5) Heard learned senior counsel for the parties.
Rival submissions:
6) Learned senior counsel for the appellant submitted that when
the rights of the parties had been crystallized and findings have been
rendered in favour of the appellant herein and against the
respondents and the same have been confirmed, the Division Bench
of the High Court, without considering the effect thereon on the rights
already accrued to the parties, could not have permitted withdrawal
of the Notice of Motion at the instance of the original Defendant Nos.
4A, 4B and 5. In the alternative, it is submitted that even if the

Division Bench could have allowed withdrawal of the original
application, it had no occasion or cause to observe that on withdrawal
of the original application, the order of the learned single Judge dated
10.02.2009 could not survive for consideration which in effect
amounts to allowing the appeal without making any comments on the
merits or otherwise on the order dated 10.02.2009.
7) He further submitted that the Division Bench was not justified
in granting liberty to the parties to the suit to apply for appointment
of receiver in respect of subject property for sale thereon as the sale in
favour of the appellant herein had been in execution of the First and
the Second decree which can only be set aside on an appropriate
application being made in accordance with the provisions of Order
XXI of the Code and not otherwise. Even if the suit was to be
withdrawn that would not lead to setting aside of the sale in favour of
the appellant herein unless recourse to appropriate proceedings in
accordance with the provisions of Order XXI of the Code is made.
8) Learned senior counsel for the appellant relied upon the
following decisions in support of his contention viz., R. Rathinavel
Chettiar and Another vs. V. Sivaraman and Others (1999) 4 SCC
89, Sneh Gupta vs. Devi Sarup and Others (2009) 6 SCC 194 and
Janatha Textiles and Others vs. Tax Recovery Officer and

Another (2008) 12 SCC 582.

◆ Data supplied
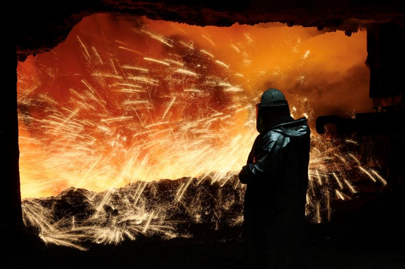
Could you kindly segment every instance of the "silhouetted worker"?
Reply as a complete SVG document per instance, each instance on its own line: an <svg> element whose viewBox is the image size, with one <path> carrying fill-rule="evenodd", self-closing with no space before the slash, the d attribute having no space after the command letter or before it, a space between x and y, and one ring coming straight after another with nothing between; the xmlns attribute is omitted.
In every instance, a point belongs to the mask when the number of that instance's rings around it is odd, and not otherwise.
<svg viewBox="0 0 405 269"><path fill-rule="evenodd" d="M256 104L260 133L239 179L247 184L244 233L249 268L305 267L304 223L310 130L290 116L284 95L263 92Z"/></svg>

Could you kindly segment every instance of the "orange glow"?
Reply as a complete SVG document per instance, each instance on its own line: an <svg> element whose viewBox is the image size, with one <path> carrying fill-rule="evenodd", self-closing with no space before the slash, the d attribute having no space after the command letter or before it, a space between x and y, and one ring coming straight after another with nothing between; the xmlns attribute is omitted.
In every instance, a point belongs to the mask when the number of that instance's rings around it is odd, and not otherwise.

---

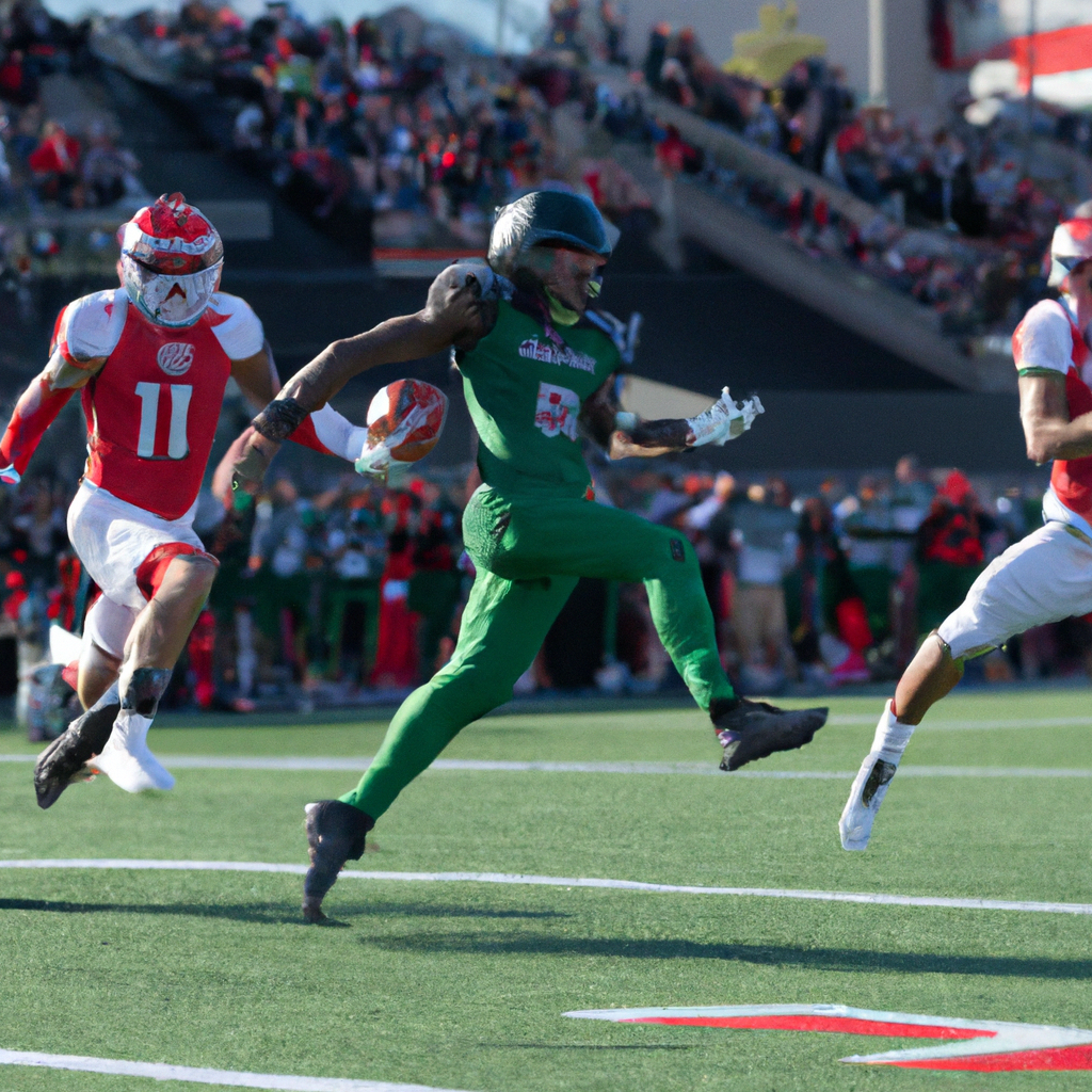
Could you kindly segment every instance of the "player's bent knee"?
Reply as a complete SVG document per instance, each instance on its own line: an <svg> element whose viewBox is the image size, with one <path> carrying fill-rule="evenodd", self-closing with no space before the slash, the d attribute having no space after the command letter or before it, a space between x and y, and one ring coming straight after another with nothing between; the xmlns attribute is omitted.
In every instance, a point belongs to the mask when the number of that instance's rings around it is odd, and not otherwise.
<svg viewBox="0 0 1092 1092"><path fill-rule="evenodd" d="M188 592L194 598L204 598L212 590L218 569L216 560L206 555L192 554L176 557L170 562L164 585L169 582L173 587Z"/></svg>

==

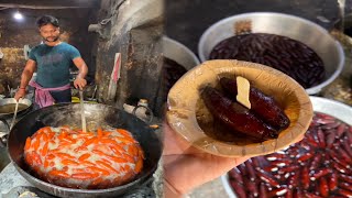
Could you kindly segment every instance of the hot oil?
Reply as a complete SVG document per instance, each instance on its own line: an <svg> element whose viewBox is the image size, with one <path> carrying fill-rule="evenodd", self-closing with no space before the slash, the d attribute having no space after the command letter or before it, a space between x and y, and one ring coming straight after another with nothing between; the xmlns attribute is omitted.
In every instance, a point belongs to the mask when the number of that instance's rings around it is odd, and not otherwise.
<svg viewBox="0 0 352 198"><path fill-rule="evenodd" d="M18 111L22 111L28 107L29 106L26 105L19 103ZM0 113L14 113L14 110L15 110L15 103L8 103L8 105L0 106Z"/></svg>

◆ Directive 1
Please retype the entries between the lines holding "Could you kindly segment every instance of the hot" and "111L22 111L28 107L29", inclusive, with no changes.
◆ Directive 2
Write what comes next in the court judgment excerpt, starting right after its last sentence.
The court judgment excerpt and the entries are unrelated material.

◆ Expected output 1
Could you kindly segment every instance of the hot oil?
Reply as a complete SVG document per instance, each instance on its own line: an <svg> element whose viewBox is the image size, with one <path> carrying fill-rule="evenodd", self-closing with no space before the slash, the d attribute having no space after the command letter or before it, a space between x and y, and one ring coming straight after another with nothing between; the xmlns attribute is omitted.
In every instance, a point belongs to the mask when the number of that instance's rings around it is odd, and not otherwise.
<svg viewBox="0 0 352 198"><path fill-rule="evenodd" d="M18 111L22 111L28 107L29 106L26 105L19 103ZM0 113L14 113L14 110L15 110L15 103L8 103L8 105L0 106Z"/></svg>

◆ Expected output 2
9) Learned senior counsel for the respondents, however, submitted
that as the order dated 10.02.2009 passed by the learned single
Judge was on a Notice of Motion filed by Defendant Nos. 4A, 4B and
5, it was always open for the said defendants to withdraw the Notice
of Motion in the appeal itself and once the court has permitted the
withdrawal of Notice of Motion, the order, if any, passed on the said
Notice of Motion, does not survive.
Discussion:
10) We have given our anxious consideration to the various pleas
raised by learned senior counsel for the parties. It is not in dispute
that vide order dated 04.08.1998 in Administration Suit No. 3706 of
1995, the learned single Judge had restrained the defendants, their
agents and servants therein from creating any third party interest in
or encumbering or selling or transferring or alienating in any manner
whatsoever amongst other properties the immovable property situated
at Chembur, Ghatkoper, Mahul Road bearing Plot No. 66
admeasuring 502 sq. yards also. When the matter was taken up by
way of special leave petition being No. 9168 of 2000 before this Court,
the parties had signed the consent terms and vide order dated
11.12.2000, this Court had disposed of the special leave petition in

terms of the consent terms dated 11.12.2000. However, the said
order was passed without prejudice to the parties to move the High
Court for probate proceedings.
11) The learned single Judge of the High Court, vide order dated
15.04.2004, had taken on record the minutes of the order and the
Notice of Motion was disposed of in terms of the minutes of the order.
In the minutes of the order, the order of injunction in respect of
immovable property at Chembur was varied to the limited extent so as
to enable Defendant Nos. 1, 4 and 6 to take all necessary steps to sell
the said property on the terms and conditions mentioned in the
minutes. It is not necessary to reproduce the minutes of the order.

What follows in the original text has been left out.